● Bloque de texto:
====================

# Feliz Primavera o Otoño



## Fogonazo (Sep 21, 2007)

! ! ! Feliz Primavera o Otoño ¡ ¡ ¡

Saquen la cabeza de dentro de los gabinetes y/o libro y salgan a festejar el otoño o la primavera, según sea el caso.


----------



## jona (Sep 21, 2007)

que bueno che.
la primavera, personalmente me gusta mas el invierno,pero en este me agarre una gripe, asi que me hizo cambiar un poco de opinion, la primavera es mejor, mas verde,no te enfermas(talvez) y lo mejor las chicas estan mas lindas,se puede apreciar mejor la belleza...
linda temporada para ser bondiero(203-365)
saludos


----------



## anthony123 (Sep 21, 2007)

====================

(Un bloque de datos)
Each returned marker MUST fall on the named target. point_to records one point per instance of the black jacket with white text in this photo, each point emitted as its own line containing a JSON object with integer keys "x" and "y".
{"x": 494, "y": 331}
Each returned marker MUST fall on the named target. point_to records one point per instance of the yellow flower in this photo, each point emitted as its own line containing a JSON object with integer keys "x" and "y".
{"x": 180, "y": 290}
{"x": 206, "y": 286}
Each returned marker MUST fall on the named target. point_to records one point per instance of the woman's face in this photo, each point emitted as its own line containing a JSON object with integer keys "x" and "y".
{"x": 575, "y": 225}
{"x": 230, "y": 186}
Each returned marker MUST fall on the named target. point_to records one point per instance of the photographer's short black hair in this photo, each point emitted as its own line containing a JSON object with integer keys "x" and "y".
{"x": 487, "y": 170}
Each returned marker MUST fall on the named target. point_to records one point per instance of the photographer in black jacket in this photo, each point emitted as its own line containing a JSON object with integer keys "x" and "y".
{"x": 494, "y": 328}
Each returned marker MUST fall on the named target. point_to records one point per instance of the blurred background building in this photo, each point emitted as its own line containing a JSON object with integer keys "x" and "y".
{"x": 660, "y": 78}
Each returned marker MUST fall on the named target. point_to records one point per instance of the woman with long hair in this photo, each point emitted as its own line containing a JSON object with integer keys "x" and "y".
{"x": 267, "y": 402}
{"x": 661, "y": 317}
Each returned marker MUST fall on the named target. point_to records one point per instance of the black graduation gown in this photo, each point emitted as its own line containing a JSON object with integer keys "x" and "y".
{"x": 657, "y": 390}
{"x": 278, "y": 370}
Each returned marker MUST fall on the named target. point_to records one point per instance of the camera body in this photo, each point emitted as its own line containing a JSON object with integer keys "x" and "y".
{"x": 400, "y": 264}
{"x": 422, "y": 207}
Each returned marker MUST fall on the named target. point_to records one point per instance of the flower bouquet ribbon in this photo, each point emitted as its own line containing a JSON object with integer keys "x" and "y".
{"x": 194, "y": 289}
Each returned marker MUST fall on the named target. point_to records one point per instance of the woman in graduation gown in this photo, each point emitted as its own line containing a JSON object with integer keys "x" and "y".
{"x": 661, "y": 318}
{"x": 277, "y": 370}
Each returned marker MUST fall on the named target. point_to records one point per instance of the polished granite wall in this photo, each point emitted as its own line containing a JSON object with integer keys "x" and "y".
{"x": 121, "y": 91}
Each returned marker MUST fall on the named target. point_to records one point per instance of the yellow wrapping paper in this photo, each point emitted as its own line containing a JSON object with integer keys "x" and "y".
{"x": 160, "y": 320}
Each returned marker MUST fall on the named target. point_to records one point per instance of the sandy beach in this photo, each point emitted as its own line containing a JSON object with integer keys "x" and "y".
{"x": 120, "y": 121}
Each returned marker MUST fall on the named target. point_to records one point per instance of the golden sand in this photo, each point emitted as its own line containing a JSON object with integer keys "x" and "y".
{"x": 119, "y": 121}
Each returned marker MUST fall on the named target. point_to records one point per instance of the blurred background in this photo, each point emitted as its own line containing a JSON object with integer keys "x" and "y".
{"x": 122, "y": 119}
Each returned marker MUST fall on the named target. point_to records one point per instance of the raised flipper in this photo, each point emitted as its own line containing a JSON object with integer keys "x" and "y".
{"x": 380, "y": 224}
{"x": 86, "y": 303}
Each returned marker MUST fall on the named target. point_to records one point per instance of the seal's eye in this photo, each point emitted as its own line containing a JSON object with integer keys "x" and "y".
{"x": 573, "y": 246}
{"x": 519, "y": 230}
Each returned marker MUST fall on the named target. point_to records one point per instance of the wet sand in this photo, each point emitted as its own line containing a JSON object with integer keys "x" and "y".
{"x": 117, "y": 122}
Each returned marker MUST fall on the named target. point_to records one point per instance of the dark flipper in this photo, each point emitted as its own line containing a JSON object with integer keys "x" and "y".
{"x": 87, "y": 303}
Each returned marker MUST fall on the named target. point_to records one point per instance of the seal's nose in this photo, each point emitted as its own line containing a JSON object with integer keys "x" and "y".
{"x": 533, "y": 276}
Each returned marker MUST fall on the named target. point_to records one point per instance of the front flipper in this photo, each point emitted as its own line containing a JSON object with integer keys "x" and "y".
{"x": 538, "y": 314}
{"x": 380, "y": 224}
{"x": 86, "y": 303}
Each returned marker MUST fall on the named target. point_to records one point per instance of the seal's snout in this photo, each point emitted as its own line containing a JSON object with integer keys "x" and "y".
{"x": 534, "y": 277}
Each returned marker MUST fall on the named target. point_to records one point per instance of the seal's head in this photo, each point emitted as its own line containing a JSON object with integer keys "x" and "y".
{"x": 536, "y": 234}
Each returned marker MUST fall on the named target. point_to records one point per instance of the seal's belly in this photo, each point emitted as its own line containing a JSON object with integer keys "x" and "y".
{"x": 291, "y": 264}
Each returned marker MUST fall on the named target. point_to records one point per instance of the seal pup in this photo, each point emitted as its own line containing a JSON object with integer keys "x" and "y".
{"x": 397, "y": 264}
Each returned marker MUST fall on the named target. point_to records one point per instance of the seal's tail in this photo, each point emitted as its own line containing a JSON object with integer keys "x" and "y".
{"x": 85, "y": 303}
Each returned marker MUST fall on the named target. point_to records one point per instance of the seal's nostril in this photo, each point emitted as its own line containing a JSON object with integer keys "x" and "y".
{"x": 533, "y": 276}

====================

● Tarea 1: En el hilo del foro, ¿qué estación dice jona que personalmente le gusta más?
● Tarea 2: Reproduce literalmente del hilo del foro el fragmento que comienza con las palabras que contienen "## Fogonazo (Sep" y termina con "que bueno che.".
Responde basándote únicamente en el hilo del foro.

● Respuesta final 1: El invierno.

● Respuesta final 2:
## Fogonazo (Sep 21, 2007)

! ! ! Feliz Primavera o Otoño ¡ ¡ ¡

Saquen la cabeza de dentro de los gabinetes y/o libro y salgan a festejar el otoño o la primavera, según sea el caso.


----------



## jona (Sep 21, 2007)

que bueno che.